## REQUIRED WORK
Update the passage on norm-referenced testing by reproducing the part that opens with the words "What we think" and closes with "of norm-referenced tests.", changing "metaphysical" to "philosophical".

## TEXT BLOCK
────────────────

Individual-referenced tests also cannot be separated from what other people know. The differences between individuals actually clarifies the matter under test.  In other words, the construct validity of a test is dependent on some people doing well and others doing less well, for if everybody did equally well, we would have little idea of what we were testing. That is the norm-referenced view, which is based on the notion that differences in nature, of which human abilities are a part, is distributed as a bell-curve. In what can be regarded as a key quotation in the defence of psychometrics in this study, Rowntree explains the importance of group statistics, i.e. norm-referenced tests, in assessment:

Consider a test whose results we are to interpret by comparison with criteria. To do so we must already have decided on a standard of performance and we will regard students who attain it as being significantly different from those who do not…The question is: How do we establish the criterion level? What is to count as the standard? Naturally, we can’t wait to see how students actually do and base our criterion on the average performance of the present group: this would be to go over into blatant norm-referencing. So suppose we base our criterion on what seems reasonable  in the light of past experience? Naturally, if the criterion is to be reasonable, this experience must be of similar groups of students in the  past. Knowing what has been achieved in the past will help us avoid setting the criteria inordinately high or low. But isn’t this very close to norm-referencing? It would even be closer if we were to base the criterion not just on that of previous students but on students in general.[56]

What we think is going on in each individual’s invisible mind, can be scientifically inferred and described only when one has some idea of what is going on in a many individual minds, i.e. what is going on in a group. Emphasising the individual over the group or vice versa is “somewhat metaphysical [because both] types of test sampling (for that is what norm and criterion referencing do: they sample) need one another”.[57]Recall the two meanings of “norm” discussed earlier:“norm” can refer to a criterion (!) such as Standard English or to the comparison between individuals within a group.The latter is the concern of norm-referenced tests.

────────────────

## DATASET EXTRACT
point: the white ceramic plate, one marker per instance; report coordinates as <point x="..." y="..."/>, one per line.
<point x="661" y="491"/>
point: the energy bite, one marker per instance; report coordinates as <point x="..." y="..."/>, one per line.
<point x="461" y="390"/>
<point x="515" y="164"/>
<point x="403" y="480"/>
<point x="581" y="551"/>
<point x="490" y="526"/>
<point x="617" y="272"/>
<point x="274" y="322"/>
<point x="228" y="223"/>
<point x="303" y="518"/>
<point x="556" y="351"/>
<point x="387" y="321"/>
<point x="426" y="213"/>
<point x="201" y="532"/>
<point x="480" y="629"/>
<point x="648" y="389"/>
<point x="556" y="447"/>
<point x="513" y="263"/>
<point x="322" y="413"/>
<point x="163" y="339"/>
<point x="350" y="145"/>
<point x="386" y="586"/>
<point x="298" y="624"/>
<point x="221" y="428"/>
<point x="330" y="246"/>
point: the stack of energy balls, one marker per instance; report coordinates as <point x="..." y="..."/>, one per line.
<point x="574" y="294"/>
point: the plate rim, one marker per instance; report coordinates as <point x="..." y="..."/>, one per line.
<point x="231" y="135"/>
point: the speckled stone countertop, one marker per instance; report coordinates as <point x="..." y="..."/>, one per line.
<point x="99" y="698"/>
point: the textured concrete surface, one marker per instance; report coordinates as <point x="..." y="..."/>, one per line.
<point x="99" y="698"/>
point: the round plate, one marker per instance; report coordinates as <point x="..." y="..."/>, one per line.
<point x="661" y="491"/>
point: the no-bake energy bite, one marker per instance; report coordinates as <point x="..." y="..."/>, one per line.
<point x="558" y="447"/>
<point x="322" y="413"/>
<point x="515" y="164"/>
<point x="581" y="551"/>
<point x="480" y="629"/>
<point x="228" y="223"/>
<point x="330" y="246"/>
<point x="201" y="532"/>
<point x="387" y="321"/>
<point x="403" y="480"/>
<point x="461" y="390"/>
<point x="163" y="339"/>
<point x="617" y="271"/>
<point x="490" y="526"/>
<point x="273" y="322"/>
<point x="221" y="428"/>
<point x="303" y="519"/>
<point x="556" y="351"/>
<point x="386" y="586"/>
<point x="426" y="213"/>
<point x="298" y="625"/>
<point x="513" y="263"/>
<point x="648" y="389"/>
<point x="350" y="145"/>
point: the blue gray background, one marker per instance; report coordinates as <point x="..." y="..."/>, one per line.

────────────────

## SOLUTION FOR THIS PROBLEM
What we think is going on in each individual’s invisible mind, can be scientifically inferred and described only when one has some idea of what is going on in a many individual minds, i.e. what is going on in a group. Emphasising the individual over the group or vice versa is “somewhat philosophical [because both] types of test sampling (for that is what norm and criterion referencing do: they sample) need one another”.[57]Recall the two meanings of “norm” discussed earlier:“norm” can refer to a criterion (!) such as Standard English or to the comparison between individuals within a group.The latter is the concern of norm-referenced tests.